:: ABOUT THIS TASK ::
An exact restatement of every record is required.

:: DATA FOR THIS TASK ::
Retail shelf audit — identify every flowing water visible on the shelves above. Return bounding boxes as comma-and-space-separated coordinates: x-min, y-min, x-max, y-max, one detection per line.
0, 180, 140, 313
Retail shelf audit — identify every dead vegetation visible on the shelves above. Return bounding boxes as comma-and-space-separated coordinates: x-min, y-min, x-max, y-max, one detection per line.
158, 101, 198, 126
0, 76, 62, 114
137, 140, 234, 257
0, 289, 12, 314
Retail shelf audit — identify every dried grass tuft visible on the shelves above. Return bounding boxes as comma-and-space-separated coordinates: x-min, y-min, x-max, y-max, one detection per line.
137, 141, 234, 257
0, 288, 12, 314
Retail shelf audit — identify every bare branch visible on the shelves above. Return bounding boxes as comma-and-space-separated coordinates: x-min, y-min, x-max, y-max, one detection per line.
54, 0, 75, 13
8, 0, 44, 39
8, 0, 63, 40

:: TASK RESPONSE ::
Retail shelf audit — identify every flowing water visible on the shelves above. Return bounding boxes as comma-and-space-separated coordinates: x-min, y-min, x-max, y-max, one detection per line.
0, 180, 140, 313
Retail shelf audit — identify every dead vegetation visible on the shelves above. Return bounding boxes as comma-and-space-separated coordinates: x-min, y-min, x-max, y-max, one detection per line.
158, 101, 198, 126
0, 76, 62, 114
137, 140, 234, 257
0, 289, 12, 314
Retail shelf audit — identify every dried grass tuft visible on the shelves above. Return bounding boxes as comma-and-space-separated coordinates: x-min, y-min, x-max, y-max, one detection per line.
137, 141, 234, 257
0, 288, 12, 314
Retail shelf audit — identify every bare branch visible on the shelves above. Return bounding boxes as comma-and-space-separated coordinates: x-min, y-min, x-max, y-max, one detection per line.
54, 0, 75, 13
8, 0, 44, 39
8, 0, 63, 40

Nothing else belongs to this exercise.